Excerpt:
^^^^^^^^^^^^^^^^

Passengers wait at a coronavirus testing centre in Hong Kong after arriving on a flight from overseas. Photograph: Laurel Chor/Bloomberg via Getty Images
When I booked my flight home after spending more than two-and-a-half months in Europe, I knew what my journey would entail. With no more direct flights between Paris and Hong Kong, I would have a brief layover in London. I knew that when I landed at the Hong Kong airport, I would be tested and held at a facility for roughly eight hours until my results came back.
In the best case scenario – if I were negative – I would be spending two weeks in home quarantine, my whereabouts tracked by an app and a chunky device worn on my wrist. If I were positive, I would be sent to the hospital.
I’m used to traveling alone, but I wasn’t expecting the feeling of isolation as I moved from one dystopian scene to another. Flying long haul has never been stranger.
Heathrow, like Paris’ Charles de Gaulle Airport, was eerily quiet. I was alone when I went through security. All of the shops and restaurants were closed, there was no music or boarding announcements, and none of the usual din of tens of thousands of passengers making their way to their gates. Looking at the handful of flights listed on the announcement board, I realised that I could safely assume that any other passenger I encountered in the terminal was on my flight.
Once we had all boarded, the captain remarked over the PA system that there were only about 100 passengers and that we would all be entering a quarantine of some sort when we landed. He didn’t expect any delays; the skies were empty.
Workers wearing personal protective equipment (PPE) assist arriving passengers to board a bus to a coronavirus testing facility in Hong Kong. Photograph: Laurel Chor/Bloomberg via Getty Images
When you fly from one international hub to another in normal life, you never know where your fellow passengers are coming from, where they’re going, or what they’ll be doing when they land. But this time – with Hong Kong allowing only residents in – I knew that we had all chosen to return, for one reason or another, and to accept what came next.
Hong Kong, despite tens of millions crossing its border with mainland China every year, has only had 1,052 cases of Covid-19 and four related deaths in a city of 7.4 million. Until Wednesday, when a 66-year-old woman with no recent travel history was confirmed to be infected, every single new case that Hong Kong had recorded in the previous 23 days had been imported from abroad – meaning none of the patients had caught the virus within the city itself.
The British Airways staff member who greeted us on the plane and directed us to our seats wore a mask and gloves, but for the remainder of the journey, the rest of the crew did not. In absurd contrast, some of the passengers wore full-body protective suits, plastic face shields, goggles and gloves. Every single one wore a face mask. The passengers were calm, with none of the usual stressed urgency of air travel: no one was in a hurry to get anywhere.
Inside the confines of the plane, it was as if passengers and cabin crew functioned in parallel universes: flight attendants served food and drink as normal – an act impossible to perform without being at least within an arm’s reach – to people wearing levels of protection normally reserved for highly dangerous environments.

^^^^^^^^^^^^^^^^

What to work on: Carry on the account of flying home to Hong Kong during the pandemic, starting right after its last sentence.

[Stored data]
^^^^^^^^^^^^^^^^

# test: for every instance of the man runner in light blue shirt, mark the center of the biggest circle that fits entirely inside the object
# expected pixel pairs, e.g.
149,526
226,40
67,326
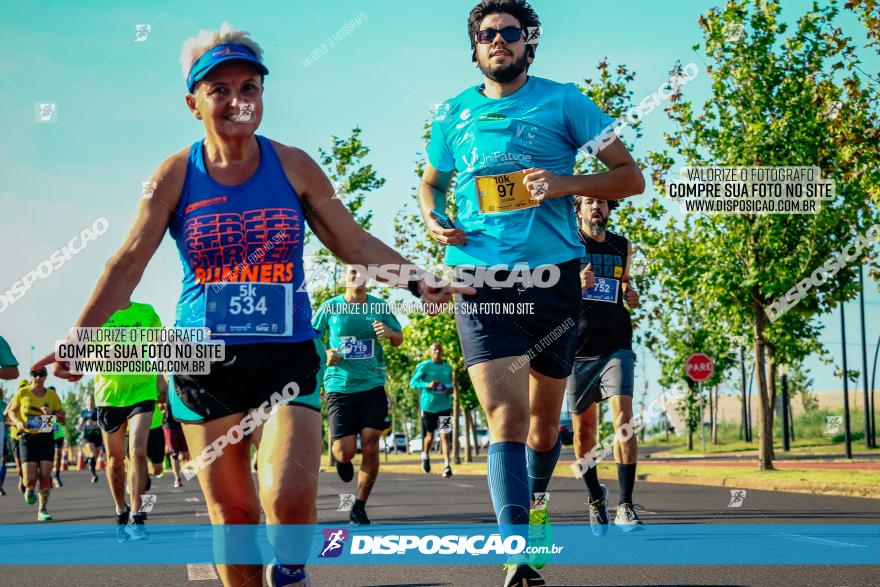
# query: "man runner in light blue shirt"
513,141
355,380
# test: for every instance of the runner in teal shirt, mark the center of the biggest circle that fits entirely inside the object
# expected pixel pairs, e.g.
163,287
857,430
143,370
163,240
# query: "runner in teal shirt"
433,378
355,380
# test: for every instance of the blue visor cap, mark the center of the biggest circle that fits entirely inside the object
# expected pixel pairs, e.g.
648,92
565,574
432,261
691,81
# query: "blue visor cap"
221,54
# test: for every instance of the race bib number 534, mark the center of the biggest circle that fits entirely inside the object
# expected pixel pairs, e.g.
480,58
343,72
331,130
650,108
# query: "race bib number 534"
250,309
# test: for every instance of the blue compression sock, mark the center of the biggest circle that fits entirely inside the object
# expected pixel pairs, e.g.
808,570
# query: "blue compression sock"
540,466
509,486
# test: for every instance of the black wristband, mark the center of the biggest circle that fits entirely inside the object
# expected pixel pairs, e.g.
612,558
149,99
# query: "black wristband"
413,286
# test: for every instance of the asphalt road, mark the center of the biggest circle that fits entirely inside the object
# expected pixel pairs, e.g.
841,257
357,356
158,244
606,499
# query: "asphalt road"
461,499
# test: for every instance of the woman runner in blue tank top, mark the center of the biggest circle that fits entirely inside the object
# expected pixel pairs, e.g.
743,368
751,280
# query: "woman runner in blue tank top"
236,204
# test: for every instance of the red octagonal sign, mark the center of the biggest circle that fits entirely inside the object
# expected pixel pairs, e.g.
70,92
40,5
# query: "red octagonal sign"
699,367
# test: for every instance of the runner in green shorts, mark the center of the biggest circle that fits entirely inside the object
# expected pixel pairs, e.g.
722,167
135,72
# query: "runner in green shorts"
33,411
126,403
433,379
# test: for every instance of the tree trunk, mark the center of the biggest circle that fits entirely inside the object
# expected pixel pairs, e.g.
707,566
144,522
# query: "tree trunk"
773,368
468,450
713,399
456,410
765,408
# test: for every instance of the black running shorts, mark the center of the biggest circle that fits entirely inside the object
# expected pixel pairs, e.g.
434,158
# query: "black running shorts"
544,339
350,413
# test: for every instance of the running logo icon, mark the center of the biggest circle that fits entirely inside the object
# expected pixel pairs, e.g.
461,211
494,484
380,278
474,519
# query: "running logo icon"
833,425
333,541
737,496
346,501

^^^^^^^^^^^^^^^^

Response:
Arriving in Hong Kong
When we landed in Hong Kong 12 hours later, people were patient and cooperative, though they politely kept their distance from each other. We were all being treated as we were potentially infected. There was the sense that we all knew that we were traveling under extraordinary circumstances and everyone was doing their best to do their part.
We were herded through station after station, each with its own discrete purpose. At one, we got health forms and orders. Before we could advance, we had to download a tracking app. At another, someone recorded our phone numbers and checked that they worked. Someone gave us our tracking bracelets, and someone else activated them. A health official signed and stamped my quarantine order and gave me a thermometer, explaining I was to record my temperature twice a day. He told me not to worry, and assured me that assuming I were negative, I would be eating dim sum on the morning of the 28th.
Laurel Chor in the testing centre in Hong Kong Photograph: Laurel Chor
I went through immigration, picked up my luggage and cleared customs. But I wasn’t heading home. We were herded onto a bus that took us to a convention centre nearbythat had been converted into a testing facility. We stood in line – separated by at least a metre from one another – and a health worker gave us testing kits as well as tag numbers to wear around our necks. She patiently explained how to perform the test on myself. Afterwards, we had to watch an instructional video in a giant hall, where the video played on repeat on three large screens in front of dozens of equally spaced chairs.
In the next hall, I was assigned a testing booth, where I could hock up saliva from deep in my throat – the government video instructed us to make a “kruuua” sound – and spit into a tube in semi-privacy. I handed it in and was taken to a hall where I was given my own table and chair, with a welcome note, “house rules” and a rubbish bag. Later, a food cart brought sandwiches and water bottles. As the hours passed, the food cart came by again with chocolate digestives and crackers.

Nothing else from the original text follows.